PASSAGE PROVIDED =
Allan Houston led the way with a team-high 32 points on 12-17 from the field. Latrell Sprewell scored 20 points, but his defensive energy was once again infectious for the Knicks team. Marcus Camby was an all-around force off the bench with 15 points, 9 rebounds, 2 steals, and 3 blocked shots in 37 minutes. Camby was the instrumental cog in the victory. While he was on the floor, the team was +26 and -18 while off.

The Knicks simply dominated on the free throw line. The team took 33 free throws, led by Houston (8-10), Camby (7-11), & Sprewell (6-6). The Pacers, on the other hand, only attempted 9 free throws.

The Knicks took control of the game in the 4th quarter. A Jalen Rose 3 point play with less than 29 seconds remaining put the Pacers down 86-82. However, the Knicks hit 4 more free throws and the Pacers simply conceded with 15 seconds remaining after Spree blocked Jalen Rose’s layup.

The MSG crowd went nuts as Chris Childs dribbled out the clock. Spree was running along the sidelines galvanizing the crowd. Jeff Van Gundy’s wife was shown in tears right after the buzzer sounded. Even with Patrick Ewing sidelined, he enjoyed the taste of seeing another NBA Finals. Just simply an ecstatic and priceless moment in Knicks history.

INFORMATION GIVEN =
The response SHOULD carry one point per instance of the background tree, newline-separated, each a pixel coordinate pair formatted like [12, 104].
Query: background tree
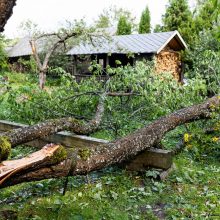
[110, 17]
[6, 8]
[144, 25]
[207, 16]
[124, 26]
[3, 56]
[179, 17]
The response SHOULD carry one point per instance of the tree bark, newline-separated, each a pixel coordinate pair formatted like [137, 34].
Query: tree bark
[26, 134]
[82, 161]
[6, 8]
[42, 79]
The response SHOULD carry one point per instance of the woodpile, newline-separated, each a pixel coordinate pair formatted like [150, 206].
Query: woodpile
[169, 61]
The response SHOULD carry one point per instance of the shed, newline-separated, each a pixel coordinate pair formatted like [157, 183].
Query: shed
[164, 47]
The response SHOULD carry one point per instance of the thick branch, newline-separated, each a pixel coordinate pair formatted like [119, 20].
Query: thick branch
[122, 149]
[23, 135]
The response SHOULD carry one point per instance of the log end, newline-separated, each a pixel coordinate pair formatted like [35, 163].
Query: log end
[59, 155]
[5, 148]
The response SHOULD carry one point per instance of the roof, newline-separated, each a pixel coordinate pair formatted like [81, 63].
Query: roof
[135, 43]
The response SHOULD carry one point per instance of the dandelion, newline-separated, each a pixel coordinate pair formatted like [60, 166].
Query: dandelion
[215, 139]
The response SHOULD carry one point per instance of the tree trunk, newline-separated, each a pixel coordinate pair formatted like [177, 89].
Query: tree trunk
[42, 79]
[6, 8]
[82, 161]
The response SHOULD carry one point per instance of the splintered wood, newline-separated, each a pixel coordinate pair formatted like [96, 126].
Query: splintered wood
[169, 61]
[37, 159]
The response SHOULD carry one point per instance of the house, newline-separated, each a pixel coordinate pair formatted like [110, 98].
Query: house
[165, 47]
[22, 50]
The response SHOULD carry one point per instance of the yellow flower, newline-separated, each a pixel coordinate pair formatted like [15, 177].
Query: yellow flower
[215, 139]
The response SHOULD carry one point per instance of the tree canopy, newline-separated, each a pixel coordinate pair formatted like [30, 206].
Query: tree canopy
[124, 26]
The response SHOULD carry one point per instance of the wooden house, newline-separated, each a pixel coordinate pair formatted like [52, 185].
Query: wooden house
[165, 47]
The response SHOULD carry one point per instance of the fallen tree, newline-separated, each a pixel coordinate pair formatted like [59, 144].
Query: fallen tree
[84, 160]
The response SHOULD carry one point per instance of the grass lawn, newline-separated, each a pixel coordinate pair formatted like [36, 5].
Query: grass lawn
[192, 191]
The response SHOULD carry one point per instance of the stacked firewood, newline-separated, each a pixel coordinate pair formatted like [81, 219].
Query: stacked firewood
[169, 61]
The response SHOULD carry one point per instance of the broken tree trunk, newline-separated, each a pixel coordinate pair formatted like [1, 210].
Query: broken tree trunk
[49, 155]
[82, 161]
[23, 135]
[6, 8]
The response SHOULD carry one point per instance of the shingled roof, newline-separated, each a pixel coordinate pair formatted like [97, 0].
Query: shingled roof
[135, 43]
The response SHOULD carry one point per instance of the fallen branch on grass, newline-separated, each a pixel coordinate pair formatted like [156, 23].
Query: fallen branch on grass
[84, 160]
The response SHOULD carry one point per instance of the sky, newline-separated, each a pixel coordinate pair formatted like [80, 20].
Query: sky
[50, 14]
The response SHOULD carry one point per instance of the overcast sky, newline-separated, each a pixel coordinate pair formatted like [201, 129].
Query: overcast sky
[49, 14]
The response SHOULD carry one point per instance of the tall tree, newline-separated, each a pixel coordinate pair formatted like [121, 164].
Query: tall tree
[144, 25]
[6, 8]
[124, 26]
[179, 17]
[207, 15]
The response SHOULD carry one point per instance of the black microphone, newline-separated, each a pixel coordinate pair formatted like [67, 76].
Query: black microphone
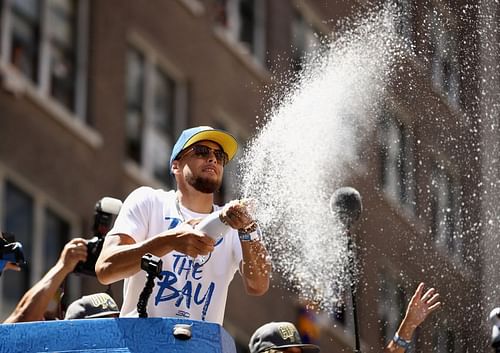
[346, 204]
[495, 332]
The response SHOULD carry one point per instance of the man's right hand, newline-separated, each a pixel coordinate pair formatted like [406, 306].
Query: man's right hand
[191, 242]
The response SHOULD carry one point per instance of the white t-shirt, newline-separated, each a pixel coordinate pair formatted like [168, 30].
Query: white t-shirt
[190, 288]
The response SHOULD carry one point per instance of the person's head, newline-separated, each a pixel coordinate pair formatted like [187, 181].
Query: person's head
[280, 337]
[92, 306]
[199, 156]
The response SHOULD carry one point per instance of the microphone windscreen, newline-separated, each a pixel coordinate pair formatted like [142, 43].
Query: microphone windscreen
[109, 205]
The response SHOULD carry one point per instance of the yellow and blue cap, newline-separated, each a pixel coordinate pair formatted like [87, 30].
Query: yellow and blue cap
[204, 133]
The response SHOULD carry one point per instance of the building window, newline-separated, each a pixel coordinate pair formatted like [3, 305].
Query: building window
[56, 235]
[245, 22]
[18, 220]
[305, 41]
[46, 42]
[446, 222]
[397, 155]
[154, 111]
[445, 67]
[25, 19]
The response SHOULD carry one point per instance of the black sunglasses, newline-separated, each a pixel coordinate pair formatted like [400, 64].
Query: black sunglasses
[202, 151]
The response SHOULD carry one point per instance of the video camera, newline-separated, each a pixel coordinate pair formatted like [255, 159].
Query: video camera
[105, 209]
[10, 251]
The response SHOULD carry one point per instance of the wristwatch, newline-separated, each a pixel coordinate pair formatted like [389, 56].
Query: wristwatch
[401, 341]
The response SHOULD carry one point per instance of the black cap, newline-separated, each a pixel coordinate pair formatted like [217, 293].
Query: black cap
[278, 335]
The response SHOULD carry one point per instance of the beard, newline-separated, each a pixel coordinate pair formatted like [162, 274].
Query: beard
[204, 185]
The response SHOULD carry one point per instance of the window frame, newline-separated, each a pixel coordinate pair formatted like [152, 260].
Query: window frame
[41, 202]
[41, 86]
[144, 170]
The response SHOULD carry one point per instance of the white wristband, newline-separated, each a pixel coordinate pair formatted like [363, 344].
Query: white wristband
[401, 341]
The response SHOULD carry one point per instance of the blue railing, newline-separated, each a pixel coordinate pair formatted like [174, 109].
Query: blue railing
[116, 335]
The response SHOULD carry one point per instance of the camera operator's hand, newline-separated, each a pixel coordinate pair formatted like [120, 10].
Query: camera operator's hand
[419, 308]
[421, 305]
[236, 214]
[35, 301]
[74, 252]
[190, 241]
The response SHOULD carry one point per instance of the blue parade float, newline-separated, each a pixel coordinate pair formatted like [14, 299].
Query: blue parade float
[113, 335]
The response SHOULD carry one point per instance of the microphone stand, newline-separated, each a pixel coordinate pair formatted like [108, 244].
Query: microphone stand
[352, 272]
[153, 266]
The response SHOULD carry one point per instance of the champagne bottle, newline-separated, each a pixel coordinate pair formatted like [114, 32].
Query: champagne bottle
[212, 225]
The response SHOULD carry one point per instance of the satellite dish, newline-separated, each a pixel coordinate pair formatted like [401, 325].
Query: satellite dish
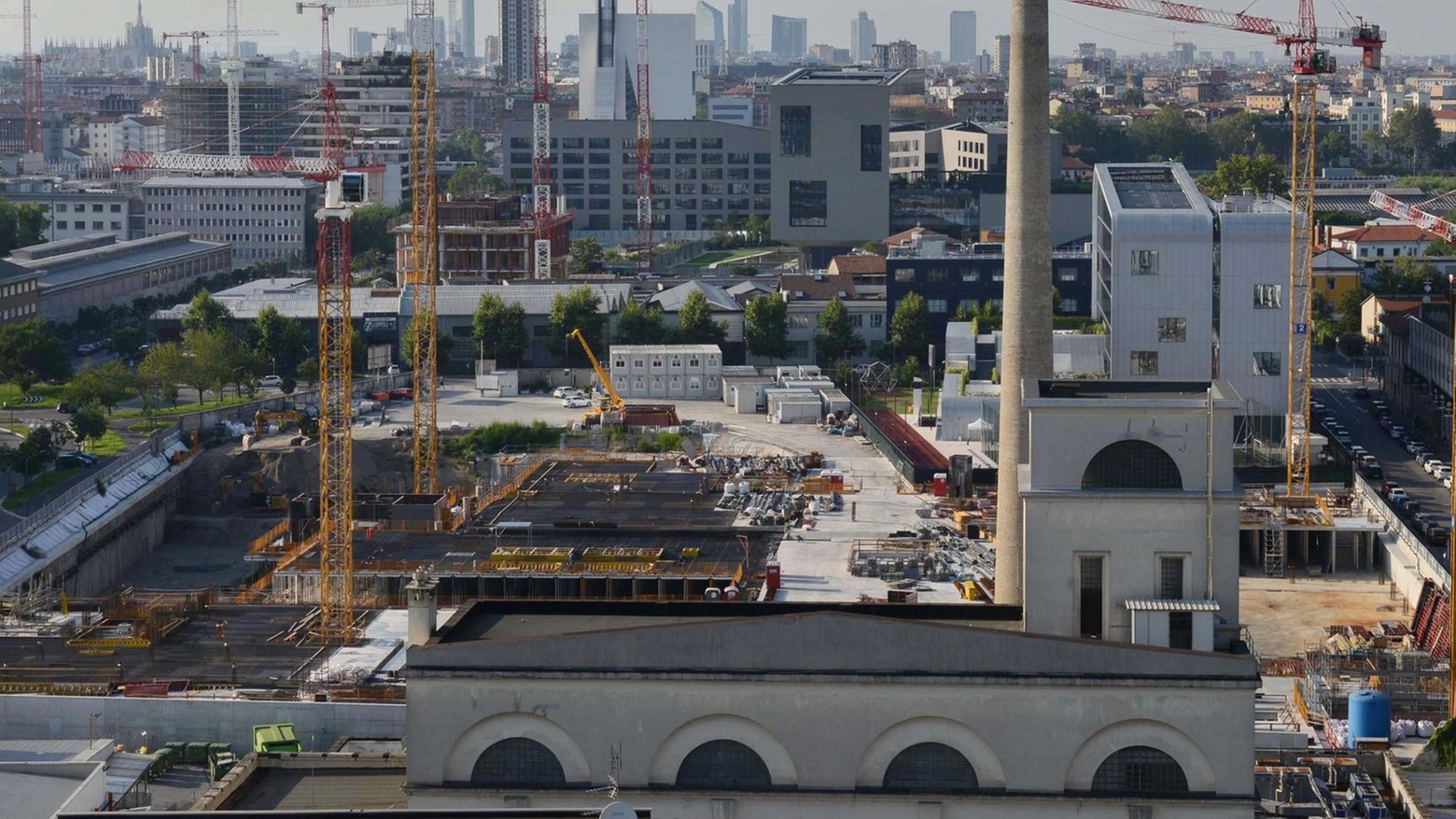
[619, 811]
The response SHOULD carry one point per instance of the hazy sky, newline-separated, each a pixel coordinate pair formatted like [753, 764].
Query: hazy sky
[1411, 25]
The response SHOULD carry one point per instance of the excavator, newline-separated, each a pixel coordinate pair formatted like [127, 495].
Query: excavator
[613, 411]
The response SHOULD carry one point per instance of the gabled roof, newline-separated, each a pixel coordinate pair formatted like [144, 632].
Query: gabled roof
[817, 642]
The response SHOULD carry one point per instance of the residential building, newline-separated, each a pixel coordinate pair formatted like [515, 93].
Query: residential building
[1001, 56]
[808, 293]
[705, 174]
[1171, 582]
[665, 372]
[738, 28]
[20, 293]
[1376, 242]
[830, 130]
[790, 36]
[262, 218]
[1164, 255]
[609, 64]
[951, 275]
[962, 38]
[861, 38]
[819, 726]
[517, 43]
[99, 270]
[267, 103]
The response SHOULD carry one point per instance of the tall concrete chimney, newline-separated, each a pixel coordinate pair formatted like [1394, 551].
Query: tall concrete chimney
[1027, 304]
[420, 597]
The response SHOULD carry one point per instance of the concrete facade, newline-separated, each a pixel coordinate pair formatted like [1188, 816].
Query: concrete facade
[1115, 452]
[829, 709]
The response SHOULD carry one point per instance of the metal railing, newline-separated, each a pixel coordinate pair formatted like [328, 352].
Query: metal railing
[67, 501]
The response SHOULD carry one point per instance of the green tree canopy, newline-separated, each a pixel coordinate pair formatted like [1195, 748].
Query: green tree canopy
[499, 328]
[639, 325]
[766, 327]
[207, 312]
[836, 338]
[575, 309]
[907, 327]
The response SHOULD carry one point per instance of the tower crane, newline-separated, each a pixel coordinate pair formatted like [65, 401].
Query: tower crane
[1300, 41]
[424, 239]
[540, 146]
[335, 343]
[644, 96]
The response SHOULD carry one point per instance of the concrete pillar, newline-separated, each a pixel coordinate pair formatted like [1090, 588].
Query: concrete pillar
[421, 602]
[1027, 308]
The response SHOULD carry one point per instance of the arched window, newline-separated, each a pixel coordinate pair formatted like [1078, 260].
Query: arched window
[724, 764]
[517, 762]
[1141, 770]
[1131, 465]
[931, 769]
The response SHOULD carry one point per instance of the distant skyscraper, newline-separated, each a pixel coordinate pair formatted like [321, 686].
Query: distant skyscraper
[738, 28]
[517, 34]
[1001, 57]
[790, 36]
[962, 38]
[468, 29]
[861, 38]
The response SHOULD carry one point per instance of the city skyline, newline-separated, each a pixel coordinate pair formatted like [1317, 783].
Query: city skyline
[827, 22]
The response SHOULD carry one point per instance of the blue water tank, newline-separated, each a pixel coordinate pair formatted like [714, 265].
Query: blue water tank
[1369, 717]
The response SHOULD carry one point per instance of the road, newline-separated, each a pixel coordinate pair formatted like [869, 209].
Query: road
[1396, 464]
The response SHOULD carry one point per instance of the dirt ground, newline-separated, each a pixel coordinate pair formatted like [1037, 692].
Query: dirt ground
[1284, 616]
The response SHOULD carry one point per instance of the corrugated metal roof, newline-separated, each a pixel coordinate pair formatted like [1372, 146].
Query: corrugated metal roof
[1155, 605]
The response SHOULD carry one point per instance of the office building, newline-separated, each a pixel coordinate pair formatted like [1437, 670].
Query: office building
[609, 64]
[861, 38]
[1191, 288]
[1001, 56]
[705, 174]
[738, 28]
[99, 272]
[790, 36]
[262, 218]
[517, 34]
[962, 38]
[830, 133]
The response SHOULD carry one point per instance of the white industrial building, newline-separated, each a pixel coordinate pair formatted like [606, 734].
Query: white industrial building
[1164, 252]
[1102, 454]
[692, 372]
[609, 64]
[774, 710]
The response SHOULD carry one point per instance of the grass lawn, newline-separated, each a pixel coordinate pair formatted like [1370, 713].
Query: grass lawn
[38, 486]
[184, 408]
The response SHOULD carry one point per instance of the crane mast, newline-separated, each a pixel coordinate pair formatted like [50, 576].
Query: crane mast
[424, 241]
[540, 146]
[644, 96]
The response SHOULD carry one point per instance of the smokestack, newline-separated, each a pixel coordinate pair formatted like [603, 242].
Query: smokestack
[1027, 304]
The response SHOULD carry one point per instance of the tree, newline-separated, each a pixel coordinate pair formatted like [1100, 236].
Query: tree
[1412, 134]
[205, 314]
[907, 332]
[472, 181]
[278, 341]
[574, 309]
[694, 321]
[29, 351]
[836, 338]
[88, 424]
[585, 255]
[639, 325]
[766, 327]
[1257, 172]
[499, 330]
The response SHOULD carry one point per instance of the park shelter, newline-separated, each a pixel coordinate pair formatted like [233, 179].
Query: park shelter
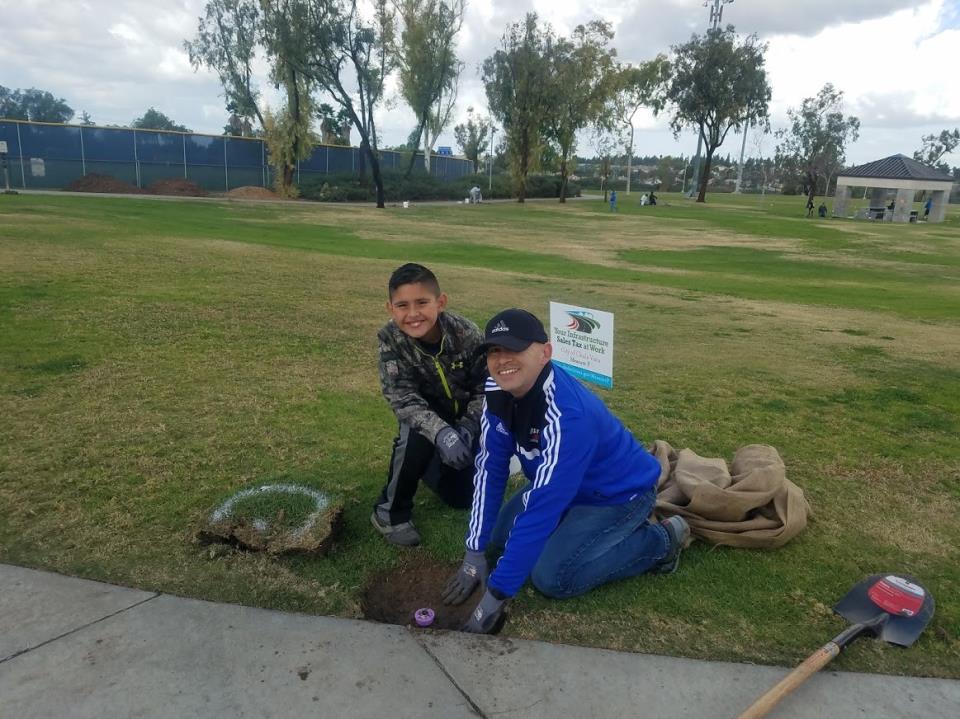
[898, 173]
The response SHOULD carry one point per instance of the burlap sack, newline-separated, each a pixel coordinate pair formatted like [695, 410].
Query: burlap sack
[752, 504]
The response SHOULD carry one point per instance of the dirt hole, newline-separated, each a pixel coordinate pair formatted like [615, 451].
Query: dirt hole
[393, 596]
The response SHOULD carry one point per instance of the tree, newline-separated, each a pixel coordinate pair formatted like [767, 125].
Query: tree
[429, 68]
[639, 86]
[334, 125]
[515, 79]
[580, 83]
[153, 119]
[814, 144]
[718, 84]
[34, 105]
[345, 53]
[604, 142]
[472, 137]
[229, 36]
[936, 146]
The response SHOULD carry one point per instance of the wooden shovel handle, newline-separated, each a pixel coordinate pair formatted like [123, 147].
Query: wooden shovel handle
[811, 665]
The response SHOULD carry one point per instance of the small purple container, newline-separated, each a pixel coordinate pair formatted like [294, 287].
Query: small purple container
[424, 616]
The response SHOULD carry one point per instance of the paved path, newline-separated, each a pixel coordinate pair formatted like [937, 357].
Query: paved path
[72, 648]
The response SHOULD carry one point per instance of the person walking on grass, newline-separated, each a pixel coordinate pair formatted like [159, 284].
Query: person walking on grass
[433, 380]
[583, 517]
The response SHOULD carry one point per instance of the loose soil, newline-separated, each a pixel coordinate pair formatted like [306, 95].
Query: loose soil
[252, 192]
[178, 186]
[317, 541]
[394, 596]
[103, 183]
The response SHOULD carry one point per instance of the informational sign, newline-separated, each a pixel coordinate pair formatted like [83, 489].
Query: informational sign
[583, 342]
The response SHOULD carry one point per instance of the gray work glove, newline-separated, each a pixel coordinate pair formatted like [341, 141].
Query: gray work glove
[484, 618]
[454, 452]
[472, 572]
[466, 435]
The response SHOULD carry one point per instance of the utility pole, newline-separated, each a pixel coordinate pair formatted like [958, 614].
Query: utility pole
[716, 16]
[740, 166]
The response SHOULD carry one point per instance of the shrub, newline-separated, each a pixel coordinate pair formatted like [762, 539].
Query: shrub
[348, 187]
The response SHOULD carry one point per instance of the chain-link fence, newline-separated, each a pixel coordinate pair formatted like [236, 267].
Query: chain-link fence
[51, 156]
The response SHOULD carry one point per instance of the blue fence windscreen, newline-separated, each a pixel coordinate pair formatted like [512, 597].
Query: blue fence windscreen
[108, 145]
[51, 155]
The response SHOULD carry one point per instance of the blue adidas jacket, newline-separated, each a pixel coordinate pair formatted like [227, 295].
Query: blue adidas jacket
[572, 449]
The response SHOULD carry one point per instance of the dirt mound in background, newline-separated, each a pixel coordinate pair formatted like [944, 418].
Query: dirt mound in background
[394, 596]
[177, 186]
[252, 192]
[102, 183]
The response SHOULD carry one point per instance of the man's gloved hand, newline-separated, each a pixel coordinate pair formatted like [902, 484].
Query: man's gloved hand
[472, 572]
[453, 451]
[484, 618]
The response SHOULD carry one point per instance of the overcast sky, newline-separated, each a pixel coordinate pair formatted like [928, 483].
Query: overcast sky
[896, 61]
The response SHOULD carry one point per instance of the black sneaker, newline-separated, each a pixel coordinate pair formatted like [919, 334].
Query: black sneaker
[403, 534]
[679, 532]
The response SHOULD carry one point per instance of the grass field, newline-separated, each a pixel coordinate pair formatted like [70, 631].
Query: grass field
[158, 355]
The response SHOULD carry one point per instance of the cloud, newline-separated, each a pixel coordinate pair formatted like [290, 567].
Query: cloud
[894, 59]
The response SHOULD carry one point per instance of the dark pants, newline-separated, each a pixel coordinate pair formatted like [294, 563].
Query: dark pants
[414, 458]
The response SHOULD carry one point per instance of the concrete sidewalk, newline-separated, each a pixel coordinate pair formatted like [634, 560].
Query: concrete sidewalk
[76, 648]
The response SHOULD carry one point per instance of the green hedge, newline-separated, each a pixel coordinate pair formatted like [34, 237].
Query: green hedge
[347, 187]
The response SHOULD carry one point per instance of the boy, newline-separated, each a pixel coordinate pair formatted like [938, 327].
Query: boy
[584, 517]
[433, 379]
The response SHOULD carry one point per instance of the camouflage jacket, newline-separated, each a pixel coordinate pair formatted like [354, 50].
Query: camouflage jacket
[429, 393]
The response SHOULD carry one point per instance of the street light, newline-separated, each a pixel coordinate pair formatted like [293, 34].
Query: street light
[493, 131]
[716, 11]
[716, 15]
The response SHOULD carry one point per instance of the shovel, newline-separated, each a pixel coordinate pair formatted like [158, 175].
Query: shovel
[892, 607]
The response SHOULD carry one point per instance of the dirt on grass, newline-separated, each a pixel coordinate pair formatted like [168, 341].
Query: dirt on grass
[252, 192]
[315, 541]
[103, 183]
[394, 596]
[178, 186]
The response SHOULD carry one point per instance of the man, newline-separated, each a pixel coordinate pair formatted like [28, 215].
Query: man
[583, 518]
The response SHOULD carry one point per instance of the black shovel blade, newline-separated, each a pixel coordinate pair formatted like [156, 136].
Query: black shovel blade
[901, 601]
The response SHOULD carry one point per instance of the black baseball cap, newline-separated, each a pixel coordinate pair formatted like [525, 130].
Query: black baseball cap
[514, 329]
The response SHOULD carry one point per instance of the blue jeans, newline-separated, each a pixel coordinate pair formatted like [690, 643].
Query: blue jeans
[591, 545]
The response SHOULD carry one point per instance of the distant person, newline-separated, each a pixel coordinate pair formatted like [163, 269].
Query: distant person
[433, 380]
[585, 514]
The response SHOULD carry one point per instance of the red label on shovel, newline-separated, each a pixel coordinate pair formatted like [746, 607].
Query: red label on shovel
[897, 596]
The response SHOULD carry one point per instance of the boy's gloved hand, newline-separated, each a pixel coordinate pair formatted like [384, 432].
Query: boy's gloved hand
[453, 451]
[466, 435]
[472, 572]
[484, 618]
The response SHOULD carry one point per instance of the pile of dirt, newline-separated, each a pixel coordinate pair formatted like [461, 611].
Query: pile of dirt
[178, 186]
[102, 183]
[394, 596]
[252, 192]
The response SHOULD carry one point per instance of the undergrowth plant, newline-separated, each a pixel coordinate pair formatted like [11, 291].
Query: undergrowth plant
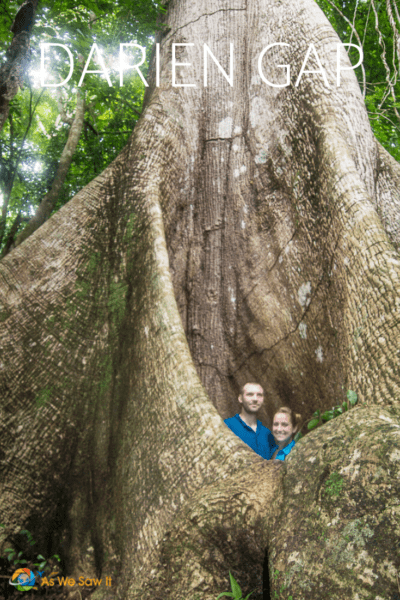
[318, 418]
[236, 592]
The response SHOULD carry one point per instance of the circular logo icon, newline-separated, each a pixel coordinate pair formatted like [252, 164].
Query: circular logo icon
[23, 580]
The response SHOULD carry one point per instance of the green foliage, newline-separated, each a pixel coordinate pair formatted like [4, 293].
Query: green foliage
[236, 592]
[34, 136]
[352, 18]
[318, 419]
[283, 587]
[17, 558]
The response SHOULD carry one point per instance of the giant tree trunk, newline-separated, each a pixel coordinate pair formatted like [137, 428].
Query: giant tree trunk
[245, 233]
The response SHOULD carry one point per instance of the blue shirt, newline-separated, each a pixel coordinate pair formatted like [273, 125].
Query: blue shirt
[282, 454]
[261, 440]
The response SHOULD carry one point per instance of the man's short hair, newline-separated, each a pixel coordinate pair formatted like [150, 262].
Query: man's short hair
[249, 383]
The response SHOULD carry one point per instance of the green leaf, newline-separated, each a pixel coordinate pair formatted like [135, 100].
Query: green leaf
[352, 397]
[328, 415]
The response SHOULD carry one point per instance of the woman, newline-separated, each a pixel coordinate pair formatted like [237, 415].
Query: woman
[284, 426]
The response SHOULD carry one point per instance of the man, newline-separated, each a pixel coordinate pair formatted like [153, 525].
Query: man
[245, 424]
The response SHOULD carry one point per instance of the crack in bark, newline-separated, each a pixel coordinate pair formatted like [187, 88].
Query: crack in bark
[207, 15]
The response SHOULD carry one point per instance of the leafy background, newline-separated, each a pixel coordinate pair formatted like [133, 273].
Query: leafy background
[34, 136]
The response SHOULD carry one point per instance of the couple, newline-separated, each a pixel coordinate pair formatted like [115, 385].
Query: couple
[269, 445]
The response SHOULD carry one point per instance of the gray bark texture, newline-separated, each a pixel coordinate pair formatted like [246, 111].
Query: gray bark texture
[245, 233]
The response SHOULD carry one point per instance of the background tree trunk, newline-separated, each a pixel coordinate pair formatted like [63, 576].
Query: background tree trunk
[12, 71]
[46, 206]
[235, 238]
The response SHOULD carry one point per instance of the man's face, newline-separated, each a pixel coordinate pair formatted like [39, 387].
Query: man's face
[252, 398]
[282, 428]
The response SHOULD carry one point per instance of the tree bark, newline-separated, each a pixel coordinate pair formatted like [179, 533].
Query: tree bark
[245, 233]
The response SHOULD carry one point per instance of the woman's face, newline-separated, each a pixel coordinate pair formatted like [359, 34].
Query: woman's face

EXPLORE THE MATERIAL =
• A. Rewrite the Knicks game recap from "The Knicks simply" to "Jalen Rose’s layup.", renaming "free throws" as "foul shots" throughout.
• B. For each statement, answer yes or no according to the Knicks game recap, and quote the words that decide it. (i) Allan Houston was the Knicks' top scorer. (ii) The Pacers attempted more free throws than the Knicks. (iii) Patrick Ewing played in the game.
• C. Pick up the Knicks game recap after its final sentence and keep writing.
The material has no connection to the Knicks game recap.

LIST OF ANSWERS =
• A.
The Knicks simply dominated on the free throw line. The team took 33 foul shots, led by Houston (8-10), Camby (7-11), & Sprewell (6-6). The Pacers, on the other hand, only attempted 9 foul shots.

The Knicks took control of the game in the 4th quarter. A Jalen Rose 3 point play with less than 29 seconds remaining put the Pacers down 86-82. However, the Knicks hit 4 more foul shots and the Pacers simply conceded with 15 seconds remaining after Spree blocked Jalen Rose’s layup.

• B.
(i) Yes: "Allan Houston led the way with a team-high 32 points on 12-17 from the field."
(ii) No: "The Pacers, on the other hand, only attempted 9 free throws."
(iii) No: "Even with Patrick Ewing sidelined, he enjoyed the taste of seeing another NBA Finals."

• C.
On This Date: Knicks advance to the 1994 NBA Finals and the LJ 4 Point Play

June 5th 1994: The New York Knicks advance to the 1994 NBA Finals

The New York Knicks advanced to the NBA Finals for the first time in more than 20 years after defeating the Indiana Pacers 94-90. The game was back and forth with less than a minute remaining in the 4th quarter. With less than 35 seconds remaining, Dale Davis threw down a dunk to put the Pacers up 90-89. Little did they know that those would be the last points the Pacers scored in the game.

After Pat Riley called a time out, John Starks received the ball and drove to the basket from the right hand side of the court. Starks threw up a missed layup, but Patrick Ewing was there to throw down the go-ahead iconic tip-dunk with 26 seconds remaining to put the Knicks ahead 91-90.

The Pacers worked the clock and Reggie Miller received a pass off the curl which he subsequently airballed out of bounds to the delight of the MSG faithful. With 4.2 seconds remaining, Starks received the inbounds pass and was, surprisingly, flagrantly fouled by Reggie Miller. After the foul, Ewing was shown putting both his arms up (as shown in the iconic photos) in the air knowing he was off to the NBA Finals. He gave the courtside fans a high five and even bear hugged a fan along the way.

Starks hit one of the two free throws off the flagrant foul and subsequently hit an additional 2 free throws to seal the victory. Ewing ended Game 7 on a historic effort with 24 points, 22 rebounds, 7 assists, and 5 blocked shots.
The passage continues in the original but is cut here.